_任务说明 1_. 将记录中从含有“point: young woman”的那一行起、直到记录末尾为止的各行（首尾两端均包括在内）重新写出，说明行照原样保留，答案中的每个坐标数值都增加 -22。

_文档正文_.
►

希姆莱通过贝尔纳多特转告,元首不论在政治上还是在肉体上都是一个已经灭亡的人。
    “在目前的形势下,”我读着希姆莱的讲话,“我的双手不受束缚了。我希望德国的大
部分领土免遭俄国的入侵,我我准备在西线投降,以便西方大国的部队能尽快地向东线推
进。与此相反,我没有在东线投降的打算。我过去是、并且将永远是布尔什维克主义的不共
戴天的敌人。”我对克莱勃斯说道:“听到了吧,希姆莱就是这样对英国人讲的。”并继续
往下读:“由于苏联政府的干涉,美国人和英国人拒绝和希姆莱进行单独谈判。关于这点已
通知苏联政府。”
    我看着这位军使。克莱勃斯显然很苦恼,他低着头喃喃地说:
    “没有授权希姆莱这样做。我们曾经很担心这一点。希姆莱并不知道元首已经自杀。”
    “但是,希姆莱曾通过无线电台指定了同我们的盟国进行单独谈判的地点,你们不是知
道这件事吗?”
    克莱勃斯说:“这是他个人出于其它考虑所采取的局部措施。”他沉默了一下,接着补
充说:“如果一旦彻底投降,我们就无法选举自己的政府了。”
    此时,一个德国翻译人员插话说:“柏林决定着德国的命运。”
    克莱勃斯立即打断他的话说:
    “我讲俄语不比你讲的差,”然后,对着我用俄语很快地说:“我担心会建立别的政
府,这个政府会反对希特勒的决定。我只是听了斯德哥尔摩的广播,但我觉得,希姆莱同你
们盟军谈判一事做得过火了。”

◄

_记录集_.
►

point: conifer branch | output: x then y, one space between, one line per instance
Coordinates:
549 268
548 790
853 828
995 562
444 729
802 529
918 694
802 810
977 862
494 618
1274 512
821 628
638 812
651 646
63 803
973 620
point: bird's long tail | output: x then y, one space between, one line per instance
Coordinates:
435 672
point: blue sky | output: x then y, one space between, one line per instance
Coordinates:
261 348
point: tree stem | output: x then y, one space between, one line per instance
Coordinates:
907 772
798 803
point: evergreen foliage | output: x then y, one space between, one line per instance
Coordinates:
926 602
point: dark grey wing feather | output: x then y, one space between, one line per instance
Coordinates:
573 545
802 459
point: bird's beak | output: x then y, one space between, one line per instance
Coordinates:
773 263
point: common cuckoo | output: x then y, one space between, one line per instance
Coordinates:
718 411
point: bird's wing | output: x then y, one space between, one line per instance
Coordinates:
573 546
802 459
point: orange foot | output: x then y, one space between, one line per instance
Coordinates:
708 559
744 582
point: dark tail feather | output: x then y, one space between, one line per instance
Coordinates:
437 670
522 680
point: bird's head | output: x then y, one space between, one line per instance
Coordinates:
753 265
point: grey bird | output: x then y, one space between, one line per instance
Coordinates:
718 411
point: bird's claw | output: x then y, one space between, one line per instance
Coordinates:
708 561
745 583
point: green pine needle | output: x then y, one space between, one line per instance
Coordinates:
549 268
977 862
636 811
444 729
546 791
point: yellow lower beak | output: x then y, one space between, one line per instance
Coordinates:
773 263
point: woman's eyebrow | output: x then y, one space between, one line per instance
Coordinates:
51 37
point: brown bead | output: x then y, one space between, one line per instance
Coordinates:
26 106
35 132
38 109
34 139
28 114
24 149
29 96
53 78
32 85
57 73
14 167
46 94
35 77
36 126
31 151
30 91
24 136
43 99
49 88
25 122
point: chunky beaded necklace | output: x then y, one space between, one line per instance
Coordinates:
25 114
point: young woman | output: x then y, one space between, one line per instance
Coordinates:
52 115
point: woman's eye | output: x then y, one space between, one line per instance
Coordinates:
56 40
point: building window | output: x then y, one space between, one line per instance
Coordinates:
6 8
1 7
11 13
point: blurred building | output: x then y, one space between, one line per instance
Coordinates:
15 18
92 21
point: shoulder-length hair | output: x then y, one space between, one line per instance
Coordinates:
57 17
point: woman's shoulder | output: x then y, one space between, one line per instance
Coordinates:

◄

_任务说明 2_. 把上面关于希姆莱单独谈判一事的文本原封不动地完整抄写一遍。

_任务结果 1_.
point: young woman | output: x then y, one space between, one line per instance
Coordinates:
30 93
point: woman's eye | output: x then y, one space between, one line per instance
Coordinates:
34 18
point: building window | output: x then y, one space between, one line per instance
Coordinates:
-16 -14
-21 -15
-11 -9
point: blurred building | output: x then y, one space between, one line per instance
Coordinates:
-7 -4
70 -1
point: shoulder-length hair | output: x then y, one space between, one line per instance
Coordinates:
35 -5
point: woman's shoulder | output: x then y, one space between, one line per instance
Coordinates:

_任务结果 2_.
希姆莱通过贝尔纳多特转告,元首不论在政治上还是在肉体上都是一个已经灭亡的人。
    “在目前的形势下,”我读着希姆莱的讲话,“我的双手不受束缚了。我希望德国的大
部分领土免遭俄国的入侵,我我准备在西线投降,以便西方大国的部队能尽快地向东线推
进。与此相反,我没有在东线投降的打算。我过去是、并且将永远是布尔什维克主义的不共
戴天的敌人。”我对克莱勃斯说道:“听到了吧,希姆莱就是这样对英国人讲的。”并继续
往下读:“由于苏联政府的干涉,美国人和英国人拒绝和希姆莱进行单独谈判。关于这点已
通知苏联政府。”
    我看着这位军使。克莱勃斯显然很苦恼,他低着头喃喃地说:
    “没有授权希姆莱这样做。我们曾经很担心这一点。希姆莱并不知道元首已经自杀。”
    “但是,希姆莱曾通过无线电台指定了同我们的盟国进行单独谈判的地点,你们不是知
道这件事吗?”
    克莱勃斯说:“这是他个人出于其它考虑所采取的局部措施。”他沉默了一下,接着补
充说:“如果一旦彻底投降,我们就无法选举自己的政府了。”
    此时,一个德国翻译人员插话说:“柏林决定着德国的命运。”
    克莱勃斯立即打断他的话说:
    “我讲俄语不比你讲的差,”然后,对着我用俄语很快地说:“我担心会建立别的政
府,这个政府会反对希特勒的决定。我只是听了斯德哥尔摩的广播,但我觉得,希姆莱同你
们盟军谈判一事做得过火了。”